- **Exercise brief**:
Exactly and only the lines from the one containing "the dark window" through the close of the entries below are to be set down.
[Start of Data for the task]
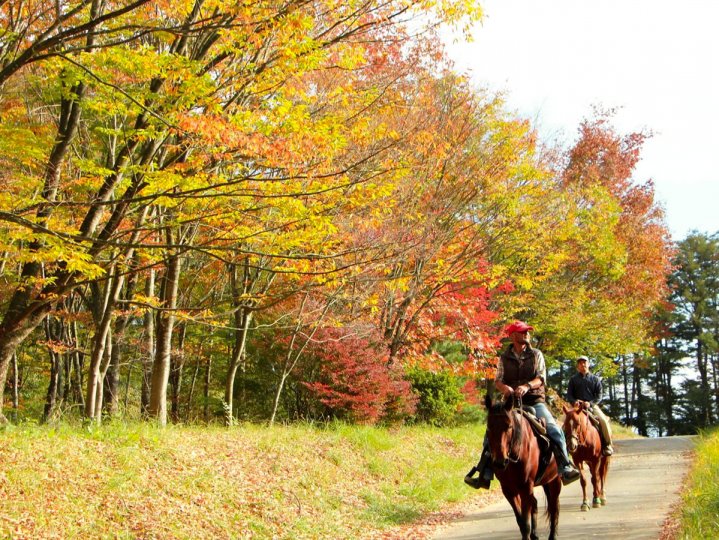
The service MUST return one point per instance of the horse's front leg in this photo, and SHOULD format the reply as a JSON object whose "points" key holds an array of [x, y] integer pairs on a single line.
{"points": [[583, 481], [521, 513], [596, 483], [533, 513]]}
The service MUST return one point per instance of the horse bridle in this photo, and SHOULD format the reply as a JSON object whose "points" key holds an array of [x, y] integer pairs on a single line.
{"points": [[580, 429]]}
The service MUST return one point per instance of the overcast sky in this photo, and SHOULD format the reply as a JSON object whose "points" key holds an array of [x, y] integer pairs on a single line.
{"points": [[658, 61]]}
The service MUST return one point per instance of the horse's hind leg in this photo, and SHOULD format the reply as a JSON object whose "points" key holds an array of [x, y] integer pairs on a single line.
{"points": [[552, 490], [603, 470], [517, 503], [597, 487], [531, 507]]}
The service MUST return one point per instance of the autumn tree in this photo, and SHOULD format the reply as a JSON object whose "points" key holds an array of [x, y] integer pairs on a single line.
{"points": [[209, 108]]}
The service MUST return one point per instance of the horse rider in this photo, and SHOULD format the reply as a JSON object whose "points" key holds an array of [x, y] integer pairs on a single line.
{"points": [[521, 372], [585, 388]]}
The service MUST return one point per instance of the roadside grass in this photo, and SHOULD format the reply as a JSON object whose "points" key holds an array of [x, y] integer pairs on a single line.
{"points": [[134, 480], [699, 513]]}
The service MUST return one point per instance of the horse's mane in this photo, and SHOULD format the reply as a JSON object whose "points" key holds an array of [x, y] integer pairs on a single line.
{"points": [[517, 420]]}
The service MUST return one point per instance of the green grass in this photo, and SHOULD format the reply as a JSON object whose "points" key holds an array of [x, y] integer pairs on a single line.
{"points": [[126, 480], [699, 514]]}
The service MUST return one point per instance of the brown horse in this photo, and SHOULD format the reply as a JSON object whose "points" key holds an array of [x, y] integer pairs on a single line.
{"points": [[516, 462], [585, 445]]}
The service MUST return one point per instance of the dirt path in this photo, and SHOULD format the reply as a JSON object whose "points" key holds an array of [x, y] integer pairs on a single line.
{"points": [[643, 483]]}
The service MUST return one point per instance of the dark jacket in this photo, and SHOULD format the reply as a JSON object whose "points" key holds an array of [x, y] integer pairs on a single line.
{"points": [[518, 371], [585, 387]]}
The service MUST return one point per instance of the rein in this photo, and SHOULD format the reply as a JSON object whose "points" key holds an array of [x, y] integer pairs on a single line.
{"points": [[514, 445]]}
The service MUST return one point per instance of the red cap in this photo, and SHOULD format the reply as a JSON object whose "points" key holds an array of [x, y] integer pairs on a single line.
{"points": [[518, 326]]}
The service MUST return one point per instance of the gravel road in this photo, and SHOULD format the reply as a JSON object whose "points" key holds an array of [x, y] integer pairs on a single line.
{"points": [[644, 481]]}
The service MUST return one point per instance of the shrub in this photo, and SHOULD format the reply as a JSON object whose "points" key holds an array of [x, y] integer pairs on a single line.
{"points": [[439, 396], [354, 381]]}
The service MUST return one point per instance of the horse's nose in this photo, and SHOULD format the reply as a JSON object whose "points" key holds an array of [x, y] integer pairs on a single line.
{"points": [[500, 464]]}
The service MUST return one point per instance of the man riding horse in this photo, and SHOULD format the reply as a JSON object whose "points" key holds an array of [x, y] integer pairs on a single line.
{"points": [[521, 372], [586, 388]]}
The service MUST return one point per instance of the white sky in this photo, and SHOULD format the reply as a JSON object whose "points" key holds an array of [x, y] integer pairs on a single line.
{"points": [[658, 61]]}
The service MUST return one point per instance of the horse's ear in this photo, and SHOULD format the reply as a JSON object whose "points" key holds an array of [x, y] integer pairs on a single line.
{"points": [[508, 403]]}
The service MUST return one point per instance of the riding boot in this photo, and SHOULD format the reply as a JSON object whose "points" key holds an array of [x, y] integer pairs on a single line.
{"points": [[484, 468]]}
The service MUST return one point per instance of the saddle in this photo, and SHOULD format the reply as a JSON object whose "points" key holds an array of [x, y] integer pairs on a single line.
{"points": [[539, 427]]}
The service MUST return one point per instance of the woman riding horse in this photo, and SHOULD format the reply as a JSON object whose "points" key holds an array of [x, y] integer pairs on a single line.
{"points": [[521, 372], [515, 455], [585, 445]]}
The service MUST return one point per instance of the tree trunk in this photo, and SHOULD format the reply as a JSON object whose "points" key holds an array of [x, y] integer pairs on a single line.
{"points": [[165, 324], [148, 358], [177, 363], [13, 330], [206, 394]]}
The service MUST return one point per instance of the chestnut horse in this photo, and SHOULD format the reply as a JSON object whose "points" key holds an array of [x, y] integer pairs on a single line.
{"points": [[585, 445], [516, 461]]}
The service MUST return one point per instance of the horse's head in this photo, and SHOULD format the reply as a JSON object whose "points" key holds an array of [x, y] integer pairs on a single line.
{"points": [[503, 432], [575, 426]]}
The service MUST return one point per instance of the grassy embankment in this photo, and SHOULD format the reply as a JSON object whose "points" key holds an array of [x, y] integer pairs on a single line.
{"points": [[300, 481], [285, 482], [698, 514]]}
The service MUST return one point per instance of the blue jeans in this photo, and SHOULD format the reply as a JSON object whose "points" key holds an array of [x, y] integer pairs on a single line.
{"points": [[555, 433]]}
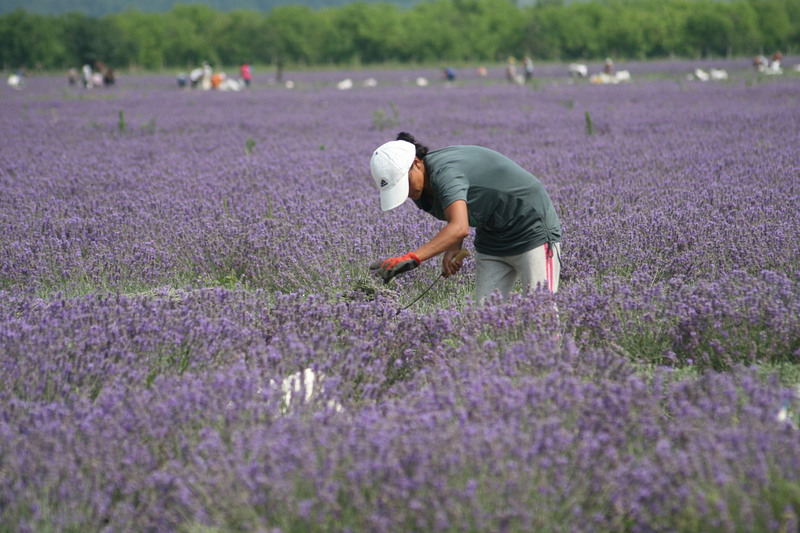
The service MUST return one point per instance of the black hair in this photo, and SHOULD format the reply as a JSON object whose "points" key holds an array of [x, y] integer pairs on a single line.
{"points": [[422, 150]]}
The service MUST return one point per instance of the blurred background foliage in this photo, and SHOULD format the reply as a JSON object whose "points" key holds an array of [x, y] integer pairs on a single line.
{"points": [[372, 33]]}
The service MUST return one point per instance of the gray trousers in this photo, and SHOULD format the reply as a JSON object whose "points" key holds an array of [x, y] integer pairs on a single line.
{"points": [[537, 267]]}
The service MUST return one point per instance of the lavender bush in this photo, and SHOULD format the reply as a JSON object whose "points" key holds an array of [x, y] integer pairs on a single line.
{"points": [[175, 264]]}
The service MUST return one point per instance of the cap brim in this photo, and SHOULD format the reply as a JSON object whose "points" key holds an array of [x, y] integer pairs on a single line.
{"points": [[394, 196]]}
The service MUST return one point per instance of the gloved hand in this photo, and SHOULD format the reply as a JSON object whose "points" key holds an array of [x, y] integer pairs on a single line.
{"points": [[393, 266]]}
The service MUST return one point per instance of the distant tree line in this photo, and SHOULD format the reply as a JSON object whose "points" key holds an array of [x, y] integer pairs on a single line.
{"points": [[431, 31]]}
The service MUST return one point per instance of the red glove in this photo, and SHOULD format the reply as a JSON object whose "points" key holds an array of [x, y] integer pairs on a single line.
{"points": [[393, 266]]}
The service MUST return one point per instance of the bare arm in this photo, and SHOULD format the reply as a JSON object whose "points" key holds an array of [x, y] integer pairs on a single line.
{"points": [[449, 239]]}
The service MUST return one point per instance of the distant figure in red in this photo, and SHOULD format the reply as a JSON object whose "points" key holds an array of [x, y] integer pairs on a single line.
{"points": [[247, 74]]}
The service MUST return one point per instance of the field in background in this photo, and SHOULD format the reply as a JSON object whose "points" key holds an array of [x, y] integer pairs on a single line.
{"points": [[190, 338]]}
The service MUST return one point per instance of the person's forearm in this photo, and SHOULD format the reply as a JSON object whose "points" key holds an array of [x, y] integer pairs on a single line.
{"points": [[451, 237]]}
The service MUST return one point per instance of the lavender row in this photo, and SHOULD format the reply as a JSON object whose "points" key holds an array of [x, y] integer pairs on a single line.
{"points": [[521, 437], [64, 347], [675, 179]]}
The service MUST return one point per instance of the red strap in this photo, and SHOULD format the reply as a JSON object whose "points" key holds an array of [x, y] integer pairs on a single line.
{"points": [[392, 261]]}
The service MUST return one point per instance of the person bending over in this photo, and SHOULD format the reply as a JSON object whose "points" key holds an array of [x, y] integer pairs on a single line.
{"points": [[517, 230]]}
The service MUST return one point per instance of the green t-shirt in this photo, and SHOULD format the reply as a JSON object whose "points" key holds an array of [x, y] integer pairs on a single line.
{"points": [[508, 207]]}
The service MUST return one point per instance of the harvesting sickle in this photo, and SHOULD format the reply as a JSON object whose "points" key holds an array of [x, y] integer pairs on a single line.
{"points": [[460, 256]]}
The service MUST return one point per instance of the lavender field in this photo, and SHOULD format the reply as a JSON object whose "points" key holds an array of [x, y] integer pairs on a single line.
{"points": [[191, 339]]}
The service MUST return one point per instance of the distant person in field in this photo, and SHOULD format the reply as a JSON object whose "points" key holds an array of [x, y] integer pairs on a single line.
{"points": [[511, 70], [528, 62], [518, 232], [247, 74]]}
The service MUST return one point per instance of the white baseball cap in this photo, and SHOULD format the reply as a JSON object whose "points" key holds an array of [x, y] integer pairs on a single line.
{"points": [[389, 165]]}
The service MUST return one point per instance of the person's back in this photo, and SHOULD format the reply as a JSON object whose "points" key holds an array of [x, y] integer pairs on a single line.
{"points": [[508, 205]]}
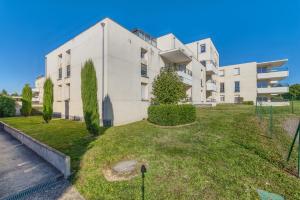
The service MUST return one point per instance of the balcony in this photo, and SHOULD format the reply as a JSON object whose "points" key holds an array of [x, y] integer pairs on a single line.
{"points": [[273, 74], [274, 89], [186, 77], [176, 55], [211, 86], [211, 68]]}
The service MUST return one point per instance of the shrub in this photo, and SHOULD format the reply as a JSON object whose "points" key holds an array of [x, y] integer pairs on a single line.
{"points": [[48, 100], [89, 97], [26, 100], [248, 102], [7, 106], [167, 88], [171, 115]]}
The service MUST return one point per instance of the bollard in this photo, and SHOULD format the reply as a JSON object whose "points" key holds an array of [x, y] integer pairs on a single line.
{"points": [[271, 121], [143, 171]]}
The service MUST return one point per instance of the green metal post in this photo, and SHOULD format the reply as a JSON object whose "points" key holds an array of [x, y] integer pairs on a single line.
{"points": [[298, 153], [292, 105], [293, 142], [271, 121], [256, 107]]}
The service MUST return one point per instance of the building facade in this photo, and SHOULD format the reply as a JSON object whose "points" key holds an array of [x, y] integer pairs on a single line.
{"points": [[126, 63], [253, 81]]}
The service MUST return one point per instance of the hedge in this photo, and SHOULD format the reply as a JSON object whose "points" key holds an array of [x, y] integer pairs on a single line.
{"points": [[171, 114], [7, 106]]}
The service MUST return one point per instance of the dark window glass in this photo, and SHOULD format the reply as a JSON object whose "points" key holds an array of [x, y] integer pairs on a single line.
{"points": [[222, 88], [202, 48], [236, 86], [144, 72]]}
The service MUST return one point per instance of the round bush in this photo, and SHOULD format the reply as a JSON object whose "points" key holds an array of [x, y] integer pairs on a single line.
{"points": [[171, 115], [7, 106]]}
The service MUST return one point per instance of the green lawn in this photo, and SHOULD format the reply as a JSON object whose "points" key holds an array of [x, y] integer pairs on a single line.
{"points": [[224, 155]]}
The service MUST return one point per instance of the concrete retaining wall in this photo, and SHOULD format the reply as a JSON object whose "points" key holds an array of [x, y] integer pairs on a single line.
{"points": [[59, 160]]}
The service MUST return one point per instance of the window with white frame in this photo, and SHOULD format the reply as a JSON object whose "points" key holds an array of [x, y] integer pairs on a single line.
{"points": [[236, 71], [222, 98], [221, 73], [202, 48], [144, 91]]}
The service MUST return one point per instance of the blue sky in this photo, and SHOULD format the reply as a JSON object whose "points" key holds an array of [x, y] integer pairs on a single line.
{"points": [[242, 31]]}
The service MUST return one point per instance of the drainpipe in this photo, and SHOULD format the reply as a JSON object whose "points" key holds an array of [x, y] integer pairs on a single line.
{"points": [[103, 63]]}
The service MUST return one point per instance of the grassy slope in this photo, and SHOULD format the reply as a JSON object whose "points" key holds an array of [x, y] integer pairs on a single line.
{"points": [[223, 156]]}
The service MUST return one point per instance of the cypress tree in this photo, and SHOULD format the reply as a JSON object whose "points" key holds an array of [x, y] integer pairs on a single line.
[End of Data for the task]
- **Answer to the task**:
The service MUST return one point per instance of the dark window glass in this photo, and SHOULD format the reply as a JSON object whose "points" key holds an array of [x, y] integer pairs on a single line.
{"points": [[222, 88], [202, 48], [236, 86], [144, 72]]}
The service MUST return one point per instance of the round bush in this photo, and SHOULD format the reply as a JSON object whose "points" key holds an array of [x, y] integer pairs on a single line.
{"points": [[171, 115], [7, 106]]}
The service MUST return one point per instance of the green lawn in this photo, and SHOULD format the reply as a JSON object whose "points" key holds an array of [x, y] integer pairs on a single line.
{"points": [[224, 155]]}
The service MUST return one point per instance of the concrete retaining wall in this photo, and SHOULD format the reply as a JSON object whose "points" key holds an array of [x, y] integer pairs on a single line.
{"points": [[59, 160]]}
The service MUST return one point per instance of the window with white frame in this photo, and SHOULD format the reply as a JSON object whose "points" key holds an array of [x, y] integer pairs on a single line.
{"points": [[236, 71], [222, 98], [221, 73], [202, 48], [144, 91]]}
The service MUST return one point per instance of the blue sky in this photo, and SHOULD format the reply as a JSON object whose "points" key holds an array of [x, y] integer pairs on a single line.
{"points": [[242, 31]]}
The service MUST return one point per instance of the drainpipe in this photo, and SHOULD format the reply as a JSON object whose "points" key holds an array of [x, y] integer pairs on a single line.
{"points": [[103, 63]]}
The service MUST return one point per instance of the grassy slope in this photo, and SHOULD format the reply as a JSON object whose "points" key holds an array of [x, y] integer pairs on a single line.
{"points": [[223, 156]]}
The service MUST return one point per instance of the cypress tree in this photo, and SHOULD format the reply as a JSON object whose "points" key holds an array of [x, y] integer pairs on a single line.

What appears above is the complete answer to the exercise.